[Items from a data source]

···

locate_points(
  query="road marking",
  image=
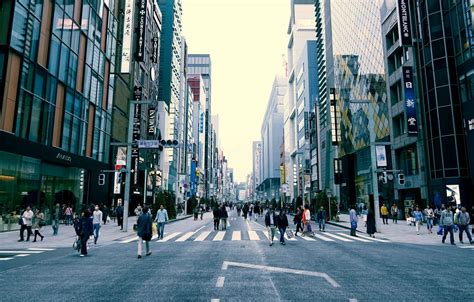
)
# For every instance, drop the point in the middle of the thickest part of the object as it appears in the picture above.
(374, 239)
(129, 240)
(236, 236)
(219, 236)
(169, 237)
(226, 264)
(220, 282)
(21, 252)
(185, 236)
(354, 238)
(338, 237)
(307, 238)
(202, 236)
(253, 235)
(323, 238)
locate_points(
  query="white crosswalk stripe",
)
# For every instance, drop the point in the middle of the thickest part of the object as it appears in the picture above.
(202, 236)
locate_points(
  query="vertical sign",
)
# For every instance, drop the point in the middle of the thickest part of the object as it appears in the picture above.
(141, 30)
(410, 104)
(404, 30)
(127, 36)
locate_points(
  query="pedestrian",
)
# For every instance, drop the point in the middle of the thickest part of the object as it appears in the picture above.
(353, 220)
(68, 214)
(394, 212)
(223, 217)
(270, 223)
(55, 220)
(371, 222)
(38, 224)
(463, 220)
(119, 213)
(447, 221)
(282, 222)
(105, 213)
(26, 221)
(161, 219)
(297, 220)
(418, 219)
(85, 231)
(216, 213)
(429, 214)
(97, 218)
(144, 232)
(384, 213)
(321, 217)
(256, 211)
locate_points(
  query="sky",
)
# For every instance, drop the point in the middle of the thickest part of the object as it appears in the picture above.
(246, 40)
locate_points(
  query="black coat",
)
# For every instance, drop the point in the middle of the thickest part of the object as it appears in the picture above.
(371, 222)
(282, 221)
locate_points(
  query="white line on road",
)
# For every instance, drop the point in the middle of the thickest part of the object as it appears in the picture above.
(169, 237)
(185, 236)
(236, 236)
(202, 236)
(21, 252)
(253, 235)
(354, 238)
(338, 237)
(330, 280)
(220, 282)
(219, 236)
(129, 240)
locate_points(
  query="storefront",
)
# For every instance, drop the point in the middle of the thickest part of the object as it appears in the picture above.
(41, 177)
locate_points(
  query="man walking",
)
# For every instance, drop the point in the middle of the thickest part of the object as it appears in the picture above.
(119, 212)
(384, 213)
(144, 232)
(55, 221)
(282, 222)
(26, 223)
(161, 219)
(223, 216)
(447, 221)
(353, 219)
(270, 223)
(321, 217)
(463, 220)
(216, 213)
(97, 218)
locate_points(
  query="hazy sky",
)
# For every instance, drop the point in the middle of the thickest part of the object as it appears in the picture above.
(246, 40)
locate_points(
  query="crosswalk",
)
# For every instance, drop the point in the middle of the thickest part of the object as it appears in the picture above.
(6, 255)
(256, 235)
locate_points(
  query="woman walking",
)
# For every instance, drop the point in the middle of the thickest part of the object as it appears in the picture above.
(38, 224)
(371, 223)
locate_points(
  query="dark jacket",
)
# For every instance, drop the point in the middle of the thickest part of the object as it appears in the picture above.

···

Repeat the records above exactly, omitting every picture.

locate_points(
  query="road marking",
  image=
)
# For every instance, drop the point in the middle of the thickest part of the object as it appears in the picture above.
(374, 239)
(129, 240)
(236, 236)
(219, 236)
(169, 237)
(226, 264)
(220, 282)
(21, 252)
(185, 236)
(354, 238)
(338, 237)
(307, 238)
(202, 236)
(253, 235)
(323, 238)
locate_points(
  query="white crosswalk stripe",
)
# For every instance, drop the point in the middle of the thickest part of the object as it appears in the picture above.
(202, 236)
locate_points(
  query="vertical sign",
)
# For every instance, drop the point in the middle of the thickest part of the object as it appears in the picture above.
(141, 30)
(410, 104)
(404, 30)
(127, 36)
locate_points(
  query="pedestrian",
)
# For every instance, drop the point in the middle of the thickest part of the object as it appears in the picture above.
(353, 220)
(68, 214)
(394, 212)
(223, 217)
(270, 223)
(55, 220)
(371, 222)
(38, 224)
(463, 220)
(119, 213)
(447, 221)
(282, 222)
(105, 213)
(26, 221)
(161, 219)
(297, 220)
(418, 219)
(85, 231)
(216, 213)
(429, 214)
(97, 218)
(144, 232)
(384, 213)
(321, 217)
(256, 211)
locate_points(
  query="sky",
)
# For every instance, drop the point in the middle of the thickest part of the object as it appears in the picture above.
(246, 40)
locate_points(
  query="black coat",
)
# For every instance, drop the point in the middle of the thickest part of the object as it appears in the picture above.
(371, 222)
(282, 221)
locate_points(
  query="white line on road",
)
# For every instance, drop the point in the middle of the thickest part of the object as it appears in the picture above.
(169, 237)
(185, 236)
(236, 236)
(202, 236)
(21, 252)
(253, 235)
(354, 238)
(338, 237)
(330, 280)
(220, 282)
(219, 236)
(129, 240)
locate_points(
  query="storefront",
)
# For every instance, drop the point in the middle of the thickest part of the object as it appears in the picture above.
(41, 177)
locate_points(
  query="man walking",
)
# For every instance, drop the point in the middle of the thickest part of the object as it appears in the picture above.
(119, 212)
(384, 213)
(144, 232)
(55, 221)
(282, 222)
(26, 223)
(161, 219)
(223, 216)
(447, 221)
(353, 219)
(270, 223)
(321, 217)
(463, 220)
(216, 213)
(97, 218)
locate_points(
  query="hazy sky",
)
# For every instance, drop the point in the middle of the thickest part of the object as it appears in the picture above.
(246, 40)
locate_points(
  query="crosswalk",
)
# For every instance, drop the point in the middle of the thickest part of the object as it appears in the picture above.
(6, 255)
(256, 235)
locate_points(
  query="woman walking",
)
# For every instance, drop the point in the middle of the thickest part of the object as it appears in the picture above.
(38, 224)
(371, 223)
locate_points(
  query="dark jacket",
)
# For every instance, drop the point in the middle of the thickest part of the object as it appears in the picture above.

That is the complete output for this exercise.